▸ TASK DETAILS
The records that follow need to be output exactly as they are.

--- Begin DATASET RECORDS ---

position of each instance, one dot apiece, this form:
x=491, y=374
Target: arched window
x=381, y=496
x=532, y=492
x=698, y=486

--- End DATASET RECORDS ---

▸ RIGHT ANSWER
position of each instance, one dot apiece, this form:
x=491, y=374
Target: arched window
x=381, y=496
x=532, y=492
x=698, y=486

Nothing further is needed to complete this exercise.